======== SUPPLIED DATA

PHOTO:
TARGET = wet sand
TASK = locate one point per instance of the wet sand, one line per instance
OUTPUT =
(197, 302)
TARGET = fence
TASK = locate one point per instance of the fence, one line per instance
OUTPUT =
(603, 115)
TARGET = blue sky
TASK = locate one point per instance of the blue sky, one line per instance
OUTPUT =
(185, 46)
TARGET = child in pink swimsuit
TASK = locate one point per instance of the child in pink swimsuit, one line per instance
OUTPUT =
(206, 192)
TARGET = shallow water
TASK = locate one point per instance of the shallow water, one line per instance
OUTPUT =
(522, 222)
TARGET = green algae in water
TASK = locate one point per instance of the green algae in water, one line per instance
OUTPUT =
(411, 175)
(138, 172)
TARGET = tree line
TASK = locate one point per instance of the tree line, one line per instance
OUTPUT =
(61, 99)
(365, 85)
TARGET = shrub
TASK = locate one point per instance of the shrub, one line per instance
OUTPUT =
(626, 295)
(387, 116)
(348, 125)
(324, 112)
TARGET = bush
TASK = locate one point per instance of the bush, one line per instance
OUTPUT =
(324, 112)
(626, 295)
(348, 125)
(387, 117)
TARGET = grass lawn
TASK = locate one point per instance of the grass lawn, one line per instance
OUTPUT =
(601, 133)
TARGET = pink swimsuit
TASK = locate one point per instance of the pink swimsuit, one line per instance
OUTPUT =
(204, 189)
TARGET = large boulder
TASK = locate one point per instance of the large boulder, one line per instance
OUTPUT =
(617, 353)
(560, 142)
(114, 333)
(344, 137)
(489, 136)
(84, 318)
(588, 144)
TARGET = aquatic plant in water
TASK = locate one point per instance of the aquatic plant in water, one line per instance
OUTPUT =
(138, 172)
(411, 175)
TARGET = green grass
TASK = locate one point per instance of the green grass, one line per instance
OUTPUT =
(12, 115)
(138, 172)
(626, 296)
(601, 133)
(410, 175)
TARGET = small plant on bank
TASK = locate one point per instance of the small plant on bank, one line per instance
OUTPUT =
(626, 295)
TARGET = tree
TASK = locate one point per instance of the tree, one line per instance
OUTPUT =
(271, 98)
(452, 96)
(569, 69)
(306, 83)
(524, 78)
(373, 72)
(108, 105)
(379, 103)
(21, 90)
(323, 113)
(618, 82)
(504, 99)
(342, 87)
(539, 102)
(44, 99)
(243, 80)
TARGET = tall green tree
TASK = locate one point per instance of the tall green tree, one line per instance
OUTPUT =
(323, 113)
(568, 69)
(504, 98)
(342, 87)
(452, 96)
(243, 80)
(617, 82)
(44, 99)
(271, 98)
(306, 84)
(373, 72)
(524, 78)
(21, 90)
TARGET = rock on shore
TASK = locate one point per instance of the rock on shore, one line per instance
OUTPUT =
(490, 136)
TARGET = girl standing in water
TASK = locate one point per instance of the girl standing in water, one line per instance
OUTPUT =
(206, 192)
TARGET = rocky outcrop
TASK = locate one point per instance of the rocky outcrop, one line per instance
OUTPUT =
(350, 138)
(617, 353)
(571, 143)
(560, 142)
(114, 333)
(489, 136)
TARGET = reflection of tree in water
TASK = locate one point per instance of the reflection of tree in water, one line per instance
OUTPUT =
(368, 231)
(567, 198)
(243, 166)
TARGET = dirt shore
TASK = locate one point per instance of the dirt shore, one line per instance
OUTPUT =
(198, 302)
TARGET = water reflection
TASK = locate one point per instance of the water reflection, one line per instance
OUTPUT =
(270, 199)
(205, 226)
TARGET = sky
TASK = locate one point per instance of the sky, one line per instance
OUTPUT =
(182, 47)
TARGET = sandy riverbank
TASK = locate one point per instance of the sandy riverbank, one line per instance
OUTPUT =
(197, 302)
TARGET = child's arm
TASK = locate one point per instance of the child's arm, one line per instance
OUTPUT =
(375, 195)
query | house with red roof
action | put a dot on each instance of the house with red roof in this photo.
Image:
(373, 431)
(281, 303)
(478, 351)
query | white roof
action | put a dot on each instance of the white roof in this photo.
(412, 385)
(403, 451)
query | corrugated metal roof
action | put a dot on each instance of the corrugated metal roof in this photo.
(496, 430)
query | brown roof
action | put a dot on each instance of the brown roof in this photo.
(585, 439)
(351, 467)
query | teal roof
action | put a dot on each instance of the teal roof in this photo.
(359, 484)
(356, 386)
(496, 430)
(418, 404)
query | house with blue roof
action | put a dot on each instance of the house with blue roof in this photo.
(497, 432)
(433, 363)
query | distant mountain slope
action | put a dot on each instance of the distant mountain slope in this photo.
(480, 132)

================

WORK ITEM |
Your answer must be an exact transcription of all the data above.

RESULT FOR THIS TASK |
PHOTO:
TARGET = wet sand
TASK = locate one point per instance of the wet sand, one line per instance
OUTPUT =
(197, 302)
TARGET = fence
TASK = locate one point per instance of the fence, one line per instance
OUTPUT =
(603, 115)
TARGET = blue sky
TASK = locate one point per instance of the blue sky, one line per instance
OUTPUT =
(185, 46)
TARGET = child in pink swimsuit
TASK = locate one point per instance of the child in pink swimsuit, one line per instance
OUTPUT =
(206, 192)
TARGET = shallow water
TASK = locate one point per instance of the shallow water, one line per instance
OUTPUT =
(522, 222)
TARGET = green algae in water
TASK = locate one point per instance of the green algae in water, one line per instance
OUTPUT =
(411, 175)
(138, 172)
TARGET = tree line
TASK = locate one point per instance of the tree line, one line per instance
OUTPUT =
(61, 99)
(365, 85)
TARGET = shrub
TASK = locate one point per instance of the shrub, one line per instance
OUTPUT =
(626, 295)
(387, 116)
(348, 125)
(324, 112)
TARGET = bush
TASK = locate one point per instance of the bush, one line per instance
OUTPUT =
(324, 112)
(626, 295)
(348, 125)
(387, 117)
TARGET = grass lawn
TASK = locate one point per instance of the grass lawn, one line per instance
OUTPUT =
(601, 133)
TARGET = pink swimsuit
TASK = locate one point per instance of the pink swimsuit, one line per instance
OUTPUT =
(204, 189)
TARGET = large boulder
TASK = locate one point per instance of the large boulder, one line per instance
OUTPUT =
(617, 353)
(560, 142)
(114, 333)
(344, 137)
(489, 136)
(84, 318)
(588, 144)
TARGET = aquatic plant in water
TASK = locate one point per instance of the aquatic plant in water, one line per instance
OUTPUT =
(138, 172)
(411, 175)
TARGET = green grass
TASK = locate one point per instance of the green grass, one line per instance
OUTPUT =
(12, 115)
(138, 172)
(626, 296)
(601, 133)
(410, 175)
TARGET = small plant on bank
TASK = locate one point per instance of the small plant on bank, one line per instance
OUTPUT =
(626, 295)
TARGET = tree
TASK = locate one point per instance of the tree, one line per instance
OUTPUT =
(271, 98)
(452, 96)
(569, 69)
(306, 83)
(524, 78)
(373, 72)
(108, 105)
(379, 103)
(21, 90)
(323, 113)
(618, 82)
(504, 99)
(342, 87)
(539, 102)
(44, 99)
(243, 80)
TARGET = tall green tree
TASK = locate one point per instance of the tall green tree, one line per instance
OUTPUT =
(323, 113)
(568, 69)
(504, 98)
(342, 87)
(452, 96)
(243, 80)
(617, 82)
(44, 99)
(271, 98)
(306, 84)
(373, 72)
(524, 78)
(21, 90)
TARGET = rock on shore
TASK = locate one point per instance of the rock on shore, one line per instance
OUTPUT =
(490, 136)
TARGET = girl standing in water
TASK = locate one point per instance of the girl standing in water, one line per instance
OUTPUT =
(206, 192)
TARGET = rocky outcrop
TASK = locate one point per instance of the rocky outcrop, one line per instance
OUTPUT =
(350, 138)
(617, 353)
(571, 143)
(560, 142)
(114, 333)
(489, 136)
TARGET = reflection of tree in water
TASK = locate one point per instance of the reflection of tree in water, one line per instance
OUTPUT =
(368, 231)
(567, 198)
(243, 166)
TARGET = dirt shore
TASK = locate one point per instance of the dirt shore, one line per instance
OUTPUT =
(198, 302)
TARGET = water reflection
TASK = locate one point per instance of the water reflection, one line per instance
OUTPUT =
(270, 199)
(205, 226)
TARGET = sky
TASK = locate one point per instance of the sky, one line per instance
OUTPUT =
(182, 47)
TARGET = sandy riverbank
TASK = locate one point per instance of the sandy riverbank, one line per instance
OUTPUT =
(197, 302)
TARGET = child's arm
TASK = locate one point per instance of the child's arm, one line per instance
OUTPUT =
(375, 195)
query | house with red roof
action | put a dot on each instance of the house with red roof in this photo.
Image:
(373, 431)
(281, 303)
(478, 351)
query | white roof
action | put a dot on each instance of the white roof in this photo.
(412, 385)
(403, 451)
query | corrugated metal roof
action | put a dot on each instance of the corrugated metal roof in this photo.
(496, 430)
query | brown roof
action | put a dot on each instance of the brown roof in this photo.
(585, 439)
(351, 467)
query | teal roof
action | put a dot on each instance of the teal roof in this photo.
(359, 484)
(356, 386)
(496, 430)
(418, 404)
query | house with blue roof
action | put a dot on each instance of the house with blue roof in this photo.
(497, 432)
(433, 363)
query | distant mountain slope
action | put a dot on each instance of the distant mountain slope in this photo.
(480, 132)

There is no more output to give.